#### [What is being asked]
Please answer from the estate planning text: what does a Medical Power of Attorney appoint an individual to do?

#### [Exercise passage]
====

No one likes to think about their own death and how their family will cope with the loss, but unless you do, you risk adding to their heartbreak by leaving them an inheritance mess to clean up. With careful thought and professional planning, you can give your family the gift of a smooth transition of property and assets after you are gone. Our attorneys draw on their experience and knowledge of Michigan law to help clients find the plan that will fulfill their wishes for the loved ones they leave behind.
Below are just some examples of the types of documents we regularly prepare for our clients.
Our clients find this to be an incredibly useful document even though typically when a person thinks about an estate plan their first thought is that they need a Will or a Trust. Unlike a Will or Trust, which deals with the management and distribution of your assets upon your passing, A Durable Power of Attorney for Financial Affairs allows you to appoint an individual to step into your shoes and assist you with the management of your affairs while you are living, which is especially useful should you become incapacitated and unable to manage your affairs.
A Medical Power of Attorney is an estate planning document that appoints an individual to manage your medical care in the event of your incapacity. It avoids the necessity for the dreaded guardianship in most circumstances and also communicates to the Probate Court in the event that a guardianship is needed whom you would want to have priority to make such decisions.
A Last Will and Testament is an estate planning document that communicates to the Probate Court how you would like to divide your estate and to whom you would want to be your heirs. This document does not avoid probate but does allow for you to choose how your estate is divided, as opposed to being subject to intestate succession which dictates to the Probate Court who your heirs are and how you want your estate divided upon your death. You further can and should appoint in your Will guardians and conservators for your minor children. It is a document that is used in all Vincent Law office estate plans, even if you choose to establish a trust.
This is the most basic type of trust document which is typically utilized by our clients who do not require estate tax planning, but are interested in avoiding probate. This document establishes how you want your affairs managed both during your lifetime and upon your passing. Your beneficiaries are designated and trustees are appointed to manage trust property until all distributions to your beneficiaries are made.
A special needs trust can be an important component of any estate plan to protect government benefits for an elderly or disabled loved one. One of the biggest concerns for parents of a special needs child is how to provide for their child after both parents have died. Individuals with a disabled parent, sibling or loved one may also want to provide in their estate plan for the person with disabilities. Government benefits such as SSI and Medicaid are often not adequate to meet all of the needs of the individual with disabilities, especially when the parents or caregiver are no longer able to provide the primary care giving.

====

#### [Provided data]
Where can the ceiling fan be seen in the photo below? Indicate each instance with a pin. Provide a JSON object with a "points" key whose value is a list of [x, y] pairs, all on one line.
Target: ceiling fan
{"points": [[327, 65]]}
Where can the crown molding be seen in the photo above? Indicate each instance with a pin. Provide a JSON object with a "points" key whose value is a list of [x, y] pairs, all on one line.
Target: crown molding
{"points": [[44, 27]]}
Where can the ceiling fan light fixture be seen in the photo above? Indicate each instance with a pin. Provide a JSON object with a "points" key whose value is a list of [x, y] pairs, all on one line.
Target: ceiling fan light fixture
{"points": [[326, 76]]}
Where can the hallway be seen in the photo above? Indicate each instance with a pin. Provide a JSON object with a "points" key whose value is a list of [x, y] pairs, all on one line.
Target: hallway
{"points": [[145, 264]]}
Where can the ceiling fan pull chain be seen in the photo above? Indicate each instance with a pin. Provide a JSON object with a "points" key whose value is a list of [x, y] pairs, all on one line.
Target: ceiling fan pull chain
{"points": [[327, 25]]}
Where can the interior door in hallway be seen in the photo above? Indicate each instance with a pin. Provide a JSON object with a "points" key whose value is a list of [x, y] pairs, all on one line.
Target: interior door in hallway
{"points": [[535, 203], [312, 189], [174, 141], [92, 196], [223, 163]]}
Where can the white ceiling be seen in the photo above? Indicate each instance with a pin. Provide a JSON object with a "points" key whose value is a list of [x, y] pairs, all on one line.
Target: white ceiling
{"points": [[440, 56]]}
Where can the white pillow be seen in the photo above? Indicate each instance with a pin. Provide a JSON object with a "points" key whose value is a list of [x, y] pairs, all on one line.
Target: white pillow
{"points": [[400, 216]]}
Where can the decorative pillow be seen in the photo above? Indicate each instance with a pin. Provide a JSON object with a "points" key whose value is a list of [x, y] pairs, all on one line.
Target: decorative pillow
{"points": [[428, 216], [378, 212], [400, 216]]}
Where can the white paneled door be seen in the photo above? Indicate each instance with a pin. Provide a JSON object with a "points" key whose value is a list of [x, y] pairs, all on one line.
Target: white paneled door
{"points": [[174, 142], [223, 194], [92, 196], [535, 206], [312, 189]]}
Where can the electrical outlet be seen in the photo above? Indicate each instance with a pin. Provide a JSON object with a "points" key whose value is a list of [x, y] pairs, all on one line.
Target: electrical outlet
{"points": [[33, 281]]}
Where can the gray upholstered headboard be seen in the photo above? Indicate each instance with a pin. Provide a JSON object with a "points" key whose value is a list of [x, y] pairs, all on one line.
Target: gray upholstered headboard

====

#### [Exercise output]
It appoints an individual to manage your medical care in the event of your incapacity.